** START Records shown **

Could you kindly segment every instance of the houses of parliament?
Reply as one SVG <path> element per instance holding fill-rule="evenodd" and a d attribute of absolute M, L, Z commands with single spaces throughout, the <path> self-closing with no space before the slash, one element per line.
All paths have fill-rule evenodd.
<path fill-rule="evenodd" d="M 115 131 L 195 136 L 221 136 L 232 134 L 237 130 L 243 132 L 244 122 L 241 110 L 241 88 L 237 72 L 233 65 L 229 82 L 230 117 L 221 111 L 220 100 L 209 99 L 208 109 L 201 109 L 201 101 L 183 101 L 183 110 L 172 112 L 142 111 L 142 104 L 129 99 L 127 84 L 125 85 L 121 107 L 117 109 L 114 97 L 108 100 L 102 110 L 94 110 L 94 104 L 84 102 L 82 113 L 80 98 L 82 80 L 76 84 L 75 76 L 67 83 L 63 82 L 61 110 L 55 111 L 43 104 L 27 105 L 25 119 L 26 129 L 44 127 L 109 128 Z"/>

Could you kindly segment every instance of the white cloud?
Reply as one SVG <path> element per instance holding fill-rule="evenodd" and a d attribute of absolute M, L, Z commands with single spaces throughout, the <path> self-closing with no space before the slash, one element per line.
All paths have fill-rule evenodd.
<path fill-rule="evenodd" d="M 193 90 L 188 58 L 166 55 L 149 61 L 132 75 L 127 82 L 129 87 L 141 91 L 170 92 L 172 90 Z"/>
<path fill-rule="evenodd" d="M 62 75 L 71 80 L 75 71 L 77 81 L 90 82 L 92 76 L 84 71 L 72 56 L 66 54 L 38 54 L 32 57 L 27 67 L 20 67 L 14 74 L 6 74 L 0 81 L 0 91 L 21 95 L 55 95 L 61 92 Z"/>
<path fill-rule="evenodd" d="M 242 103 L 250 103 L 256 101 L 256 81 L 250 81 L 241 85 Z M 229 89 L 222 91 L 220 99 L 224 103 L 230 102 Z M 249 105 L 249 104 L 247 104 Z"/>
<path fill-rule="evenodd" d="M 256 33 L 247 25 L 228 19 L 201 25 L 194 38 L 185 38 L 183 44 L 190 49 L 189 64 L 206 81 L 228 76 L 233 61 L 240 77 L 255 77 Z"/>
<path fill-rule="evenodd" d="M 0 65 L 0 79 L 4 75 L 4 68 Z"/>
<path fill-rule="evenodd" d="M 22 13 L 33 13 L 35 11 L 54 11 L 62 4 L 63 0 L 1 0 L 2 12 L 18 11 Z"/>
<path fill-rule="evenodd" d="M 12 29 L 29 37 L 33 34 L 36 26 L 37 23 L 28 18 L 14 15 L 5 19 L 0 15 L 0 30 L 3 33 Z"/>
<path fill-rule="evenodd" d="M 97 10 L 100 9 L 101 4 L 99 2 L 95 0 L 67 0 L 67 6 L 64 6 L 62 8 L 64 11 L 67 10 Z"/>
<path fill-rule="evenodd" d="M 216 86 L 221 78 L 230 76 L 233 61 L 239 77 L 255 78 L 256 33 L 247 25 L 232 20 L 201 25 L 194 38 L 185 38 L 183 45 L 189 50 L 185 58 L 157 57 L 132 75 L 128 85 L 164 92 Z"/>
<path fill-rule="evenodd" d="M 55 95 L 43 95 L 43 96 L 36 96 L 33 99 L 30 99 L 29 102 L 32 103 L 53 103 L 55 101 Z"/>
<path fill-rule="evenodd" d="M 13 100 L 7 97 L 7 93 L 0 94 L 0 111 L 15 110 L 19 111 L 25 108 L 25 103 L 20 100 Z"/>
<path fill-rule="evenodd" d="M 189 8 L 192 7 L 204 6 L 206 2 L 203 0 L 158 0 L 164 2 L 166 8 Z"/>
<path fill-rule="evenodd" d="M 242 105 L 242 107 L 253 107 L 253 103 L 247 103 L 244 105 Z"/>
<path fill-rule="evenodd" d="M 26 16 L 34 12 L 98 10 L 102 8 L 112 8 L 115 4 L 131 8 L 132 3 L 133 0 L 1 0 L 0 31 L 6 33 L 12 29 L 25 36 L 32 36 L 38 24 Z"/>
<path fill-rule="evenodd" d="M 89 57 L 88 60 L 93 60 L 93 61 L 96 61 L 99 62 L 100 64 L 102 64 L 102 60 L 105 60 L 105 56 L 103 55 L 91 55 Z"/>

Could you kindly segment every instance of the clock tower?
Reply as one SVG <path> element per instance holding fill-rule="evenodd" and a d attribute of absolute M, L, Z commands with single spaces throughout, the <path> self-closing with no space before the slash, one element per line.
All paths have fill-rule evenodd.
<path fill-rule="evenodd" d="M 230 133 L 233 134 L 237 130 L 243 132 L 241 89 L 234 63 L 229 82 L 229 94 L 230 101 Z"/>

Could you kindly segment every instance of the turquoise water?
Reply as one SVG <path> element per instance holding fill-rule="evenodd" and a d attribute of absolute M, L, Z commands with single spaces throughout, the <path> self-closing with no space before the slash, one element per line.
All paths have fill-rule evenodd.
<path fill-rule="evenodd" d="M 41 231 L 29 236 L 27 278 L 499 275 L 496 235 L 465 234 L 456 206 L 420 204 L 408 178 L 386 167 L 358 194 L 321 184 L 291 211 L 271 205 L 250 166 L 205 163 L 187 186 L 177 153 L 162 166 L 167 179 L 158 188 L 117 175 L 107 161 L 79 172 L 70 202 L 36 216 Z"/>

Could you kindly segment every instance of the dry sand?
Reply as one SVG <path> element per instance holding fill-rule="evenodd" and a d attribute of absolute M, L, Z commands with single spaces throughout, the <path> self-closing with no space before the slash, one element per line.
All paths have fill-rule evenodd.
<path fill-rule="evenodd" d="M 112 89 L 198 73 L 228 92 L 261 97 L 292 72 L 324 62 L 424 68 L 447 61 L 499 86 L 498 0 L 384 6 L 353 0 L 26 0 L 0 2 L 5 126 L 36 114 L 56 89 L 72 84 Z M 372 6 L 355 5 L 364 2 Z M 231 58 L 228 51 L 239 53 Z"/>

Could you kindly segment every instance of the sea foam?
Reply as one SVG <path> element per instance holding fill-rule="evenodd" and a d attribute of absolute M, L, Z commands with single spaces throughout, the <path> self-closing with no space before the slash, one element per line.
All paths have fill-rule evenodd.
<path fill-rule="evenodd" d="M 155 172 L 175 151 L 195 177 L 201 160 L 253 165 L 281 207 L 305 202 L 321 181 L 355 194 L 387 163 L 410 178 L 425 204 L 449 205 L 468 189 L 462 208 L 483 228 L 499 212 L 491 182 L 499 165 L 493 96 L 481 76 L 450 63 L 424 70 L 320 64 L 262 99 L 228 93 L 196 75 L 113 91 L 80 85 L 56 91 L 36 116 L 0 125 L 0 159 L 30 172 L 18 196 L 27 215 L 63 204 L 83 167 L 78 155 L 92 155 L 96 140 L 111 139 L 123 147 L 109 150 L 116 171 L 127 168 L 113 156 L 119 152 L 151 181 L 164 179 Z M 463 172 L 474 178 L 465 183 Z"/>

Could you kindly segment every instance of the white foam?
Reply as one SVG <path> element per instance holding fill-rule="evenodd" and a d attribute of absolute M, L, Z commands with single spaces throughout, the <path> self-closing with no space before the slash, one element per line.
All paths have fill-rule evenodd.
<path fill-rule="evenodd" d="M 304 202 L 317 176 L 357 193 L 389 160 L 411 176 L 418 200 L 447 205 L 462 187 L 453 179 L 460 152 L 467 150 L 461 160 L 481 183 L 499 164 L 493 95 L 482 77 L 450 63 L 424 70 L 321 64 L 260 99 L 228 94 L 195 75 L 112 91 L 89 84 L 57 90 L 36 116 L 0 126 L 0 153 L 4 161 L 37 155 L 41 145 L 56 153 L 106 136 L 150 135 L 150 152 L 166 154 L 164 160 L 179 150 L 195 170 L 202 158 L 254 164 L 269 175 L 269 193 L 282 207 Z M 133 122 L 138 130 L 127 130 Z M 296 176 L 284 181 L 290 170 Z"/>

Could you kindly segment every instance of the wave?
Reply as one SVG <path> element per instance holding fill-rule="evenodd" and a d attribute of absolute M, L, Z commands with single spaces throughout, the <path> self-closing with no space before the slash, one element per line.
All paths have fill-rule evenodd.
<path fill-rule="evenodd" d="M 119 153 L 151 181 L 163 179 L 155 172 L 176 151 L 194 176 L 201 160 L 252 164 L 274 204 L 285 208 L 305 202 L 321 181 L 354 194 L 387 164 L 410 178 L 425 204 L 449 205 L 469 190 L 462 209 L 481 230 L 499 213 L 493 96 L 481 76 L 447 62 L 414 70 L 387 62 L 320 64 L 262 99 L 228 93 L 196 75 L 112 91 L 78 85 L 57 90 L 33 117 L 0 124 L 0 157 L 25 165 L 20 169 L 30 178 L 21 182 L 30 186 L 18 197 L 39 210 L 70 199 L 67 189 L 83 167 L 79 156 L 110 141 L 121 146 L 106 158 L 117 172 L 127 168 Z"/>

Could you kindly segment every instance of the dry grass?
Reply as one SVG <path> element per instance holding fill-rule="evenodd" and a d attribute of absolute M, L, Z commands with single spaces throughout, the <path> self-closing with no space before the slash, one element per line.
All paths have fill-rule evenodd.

** END Records shown **

Starting at the line containing "Could you kindly segment every instance of the wave?" and continuing through the end of the records, reproduce those lines with "dry grass" replaced by "green grass" and nothing else changed.

Could you kindly segment every instance of the wave?
Reply as one SVG <path> element per instance holding fill-rule="evenodd" and a d attribute of absolute M, L, Z commands with single spaces throughout, the <path> self-closing with no space before the slash, one element per line.
All paths have fill-rule evenodd.
<path fill-rule="evenodd" d="M 119 153 L 151 181 L 163 179 L 155 172 L 176 151 L 194 176 L 201 160 L 252 164 L 274 204 L 285 208 L 305 202 L 321 181 L 354 194 L 387 164 L 410 178 L 425 204 L 449 205 L 469 190 L 462 209 L 481 230 L 499 213 L 493 96 L 481 76 L 447 62 L 414 70 L 387 62 L 320 64 L 262 99 L 228 93 L 196 75 L 112 91 L 78 85 L 57 90 L 33 117 L 0 124 L 0 157 L 25 165 L 20 169 L 30 178 L 21 182 L 30 186 L 18 197 L 39 210 L 70 199 L 67 189 L 83 167 L 79 156 L 110 141 L 121 146 L 106 158 L 117 172 L 127 168 Z"/>

Could you kindly segment every instance of the green grass?
Reply as one SVG <path> element per instance holding fill-rule="evenodd" and a d attribute of absolute M, L, Z commands with single spaces throughout, the <path> self-closing with no space before the slash, one element per line.
All paths have fill-rule evenodd.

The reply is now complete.